:: REQUIRED ACTION ::
For each record that follows, write out an identical copy.

# # # # #

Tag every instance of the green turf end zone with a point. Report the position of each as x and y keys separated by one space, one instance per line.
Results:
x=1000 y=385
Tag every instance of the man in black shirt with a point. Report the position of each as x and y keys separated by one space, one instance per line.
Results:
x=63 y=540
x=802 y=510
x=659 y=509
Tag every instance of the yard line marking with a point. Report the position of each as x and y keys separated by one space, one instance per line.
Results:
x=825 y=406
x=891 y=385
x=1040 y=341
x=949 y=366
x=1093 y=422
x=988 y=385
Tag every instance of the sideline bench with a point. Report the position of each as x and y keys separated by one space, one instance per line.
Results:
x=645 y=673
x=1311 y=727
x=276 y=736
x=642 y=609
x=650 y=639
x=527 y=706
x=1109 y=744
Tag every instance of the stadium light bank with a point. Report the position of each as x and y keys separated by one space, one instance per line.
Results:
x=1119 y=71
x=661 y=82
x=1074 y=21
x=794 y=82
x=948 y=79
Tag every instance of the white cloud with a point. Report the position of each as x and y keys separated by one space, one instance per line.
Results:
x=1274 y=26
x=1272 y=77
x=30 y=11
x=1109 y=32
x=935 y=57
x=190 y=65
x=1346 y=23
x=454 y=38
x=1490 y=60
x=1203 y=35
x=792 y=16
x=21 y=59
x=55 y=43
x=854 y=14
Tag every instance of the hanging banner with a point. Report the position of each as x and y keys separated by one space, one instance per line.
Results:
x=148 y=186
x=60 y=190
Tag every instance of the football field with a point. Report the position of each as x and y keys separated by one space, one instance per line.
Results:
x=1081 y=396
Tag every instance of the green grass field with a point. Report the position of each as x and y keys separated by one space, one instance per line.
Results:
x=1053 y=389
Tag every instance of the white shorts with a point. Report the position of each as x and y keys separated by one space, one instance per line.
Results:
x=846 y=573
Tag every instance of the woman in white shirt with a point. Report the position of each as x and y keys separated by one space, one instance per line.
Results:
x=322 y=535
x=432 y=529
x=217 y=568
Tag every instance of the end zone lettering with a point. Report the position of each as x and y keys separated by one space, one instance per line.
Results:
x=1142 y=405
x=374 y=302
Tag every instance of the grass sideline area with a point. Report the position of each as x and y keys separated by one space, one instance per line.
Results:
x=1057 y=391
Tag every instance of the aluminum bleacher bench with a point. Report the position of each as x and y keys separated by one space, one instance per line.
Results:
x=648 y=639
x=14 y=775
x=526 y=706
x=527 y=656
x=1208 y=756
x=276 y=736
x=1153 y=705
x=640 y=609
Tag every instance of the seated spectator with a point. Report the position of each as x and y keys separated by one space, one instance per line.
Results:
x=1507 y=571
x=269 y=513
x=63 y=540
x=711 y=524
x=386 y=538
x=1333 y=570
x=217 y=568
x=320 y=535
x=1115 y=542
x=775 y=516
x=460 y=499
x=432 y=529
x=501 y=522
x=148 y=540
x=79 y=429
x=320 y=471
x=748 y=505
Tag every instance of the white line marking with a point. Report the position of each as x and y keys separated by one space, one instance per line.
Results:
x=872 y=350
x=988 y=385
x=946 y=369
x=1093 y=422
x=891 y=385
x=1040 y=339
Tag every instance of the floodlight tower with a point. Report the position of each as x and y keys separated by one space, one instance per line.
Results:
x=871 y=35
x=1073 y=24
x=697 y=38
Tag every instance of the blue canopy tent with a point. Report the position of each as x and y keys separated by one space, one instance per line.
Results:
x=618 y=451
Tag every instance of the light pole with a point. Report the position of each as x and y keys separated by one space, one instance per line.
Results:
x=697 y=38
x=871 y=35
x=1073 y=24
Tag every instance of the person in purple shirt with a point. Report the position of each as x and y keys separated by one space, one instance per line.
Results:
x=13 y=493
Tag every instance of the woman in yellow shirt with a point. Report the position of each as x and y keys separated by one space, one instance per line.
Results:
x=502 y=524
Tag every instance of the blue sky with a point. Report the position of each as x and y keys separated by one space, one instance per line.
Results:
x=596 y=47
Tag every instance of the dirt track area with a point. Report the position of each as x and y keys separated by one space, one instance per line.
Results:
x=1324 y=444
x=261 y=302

# # # # #

:: ANSWER SECTION ::
Tag every instance of the green turf end zone with a point. Report the position of each as x and y keys separated by one space, one instance per line.
Results:
x=1000 y=385
Tag every instance of the man in black shirt with a point. Report the position of each as x and y keys separated by one space, one instance per line.
Results:
x=63 y=540
x=802 y=510
x=659 y=509
Tag every instance of the yard line marking with a point. Report the position of each as x and y keys separated by one space, one instance per line.
Results:
x=825 y=406
x=891 y=385
x=1040 y=341
x=949 y=366
x=1093 y=422
x=988 y=385
Tag every instance of the sideline bench with a point. Report the position of each as x and y keys separated by one space, one instance per line.
Results:
x=645 y=673
x=1311 y=727
x=276 y=736
x=642 y=609
x=650 y=639
x=527 y=706
x=1109 y=744
Tag every instance of the stadium light bank with a point. Report the position of each as x and y keys separated by one space, one instance per line.
Results:
x=1119 y=71
x=661 y=82
x=1074 y=21
x=794 y=82
x=948 y=79
Tag every instance of the white cloud with a point. Report the position of each as x and y keys separated by one space, one instance per line.
Results:
x=1274 y=26
x=1272 y=77
x=30 y=11
x=1109 y=32
x=935 y=57
x=190 y=65
x=1346 y=23
x=454 y=38
x=1490 y=60
x=1203 y=35
x=792 y=16
x=21 y=59
x=55 y=43
x=854 y=14
Tag every instance of the hanging banner with a point. Report the position of each as x and y keys separated by one space, one instance per line.
Results:
x=148 y=186
x=60 y=190
Tag every instance of the football field with a point. Report the position of each as x and y keys separated by one space, one instance per line.
Results:
x=1081 y=396
Tag every instance of the green grass field with a point. Report the position of each as x and y keys separated by one space, one instance per line.
Results:
x=1053 y=389
Tag every instance of the white shorts with a point. Report the position of each as x and y keys separated by one space, one instance per line.
Results:
x=846 y=573
Tag every instance of the woman in white shirt with a point. Report the position of each as x and y keys separated by one space, one instance per line.
Results:
x=322 y=535
x=432 y=529
x=217 y=568
Tag every instance of the end zone lettering with a point. Report the position of each as x and y keys separated by one space, one instance per line.
Results:
x=1142 y=405
x=374 y=302
Tag every instance of the grass sideline area with a point. Report the position of each as x and y keys separated by one space, one instance per line.
Results:
x=1057 y=391
Tag every instance of the aluminum bleacher bench with a point. Report the position of each as x and y keys separated by one space, one instance per line.
Results:
x=648 y=639
x=14 y=775
x=526 y=706
x=527 y=656
x=1208 y=756
x=276 y=736
x=1153 y=705
x=640 y=609
Tag every instance of the seated spectator with a point. Report the position of each as x and y keys separated by one space, one instance per line.
Results:
x=1507 y=571
x=269 y=513
x=63 y=540
x=711 y=524
x=386 y=538
x=1333 y=570
x=217 y=568
x=320 y=535
x=1115 y=542
x=775 y=516
x=460 y=499
x=432 y=529
x=501 y=522
x=148 y=540
x=79 y=429
x=320 y=471
x=748 y=505
Tag every instance of the white line marking with a point. Report the position of each as x and y keys separated by one space, one instance per line.
Results:
x=872 y=350
x=988 y=385
x=946 y=369
x=1093 y=422
x=891 y=385
x=1040 y=339
Tag every instance of the floodlight tower with a point. Report the position of each as x and y keys separated by one space, one instance per line.
Results:
x=871 y=35
x=1073 y=24
x=697 y=38
Tag every instance of the blue canopy tent with a point. Report the position of each as x and y keys separated by one space, one instance per line.
Results:
x=618 y=451
Tag every instance of the light pole with a point. Report the position of each as x and y keys separated by one space, one instance per line.
Results:
x=697 y=38
x=871 y=35
x=1073 y=24
Tag every instance of the person in purple shirt with a point. Report the position of each as x and y keys separated by one space, one instance per line.
Results:
x=13 y=493
Tag every instance of the woman in yellow shirt with a point. Report the position of each as x and y keys separated by one space, one instance per line.
Results:
x=502 y=524
Tag every instance of the blue sky with a point. Report the position of each as x and y keys separated by one space, one instance per line.
Results:
x=596 y=47
Tag every instance of the dirt track area with a point. Report the position of each as x and y keys separated by one space, one instance per line.
Results:
x=1324 y=444
x=261 y=302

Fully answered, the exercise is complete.